— Provided records —
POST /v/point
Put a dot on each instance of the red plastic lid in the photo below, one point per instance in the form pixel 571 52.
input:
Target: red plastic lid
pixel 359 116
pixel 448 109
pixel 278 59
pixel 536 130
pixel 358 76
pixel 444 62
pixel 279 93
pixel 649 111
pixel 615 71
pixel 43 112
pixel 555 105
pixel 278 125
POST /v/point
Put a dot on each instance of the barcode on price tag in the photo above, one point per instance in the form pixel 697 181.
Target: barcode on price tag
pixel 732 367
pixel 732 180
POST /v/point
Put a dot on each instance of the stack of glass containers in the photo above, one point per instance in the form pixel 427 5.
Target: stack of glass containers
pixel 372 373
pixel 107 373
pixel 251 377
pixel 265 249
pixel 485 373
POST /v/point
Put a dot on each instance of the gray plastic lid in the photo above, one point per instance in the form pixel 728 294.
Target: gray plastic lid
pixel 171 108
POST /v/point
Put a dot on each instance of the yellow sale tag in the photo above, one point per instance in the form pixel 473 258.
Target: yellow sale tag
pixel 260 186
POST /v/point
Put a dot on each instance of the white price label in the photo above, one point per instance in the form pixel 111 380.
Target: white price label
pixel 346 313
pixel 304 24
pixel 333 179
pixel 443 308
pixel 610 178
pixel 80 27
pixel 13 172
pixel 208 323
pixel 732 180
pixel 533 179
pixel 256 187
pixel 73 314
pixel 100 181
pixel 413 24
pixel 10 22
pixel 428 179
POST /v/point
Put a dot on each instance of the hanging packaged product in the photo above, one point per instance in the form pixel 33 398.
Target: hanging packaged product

— Objective —
Write out the items verbatim, from the first line up to and including the line containing "pixel 278 125".

— Exercise solution —
POST /v/point
Put a dot on each instance of the red plastic lid in the photo below, one point per instance in the form pixel 571 52.
input:
Target: red plastic lid
pixel 359 116
pixel 448 109
pixel 278 59
pixel 536 130
pixel 358 76
pixel 444 62
pixel 279 93
pixel 649 111
pixel 615 71
pixel 43 112
pixel 555 105
pixel 278 125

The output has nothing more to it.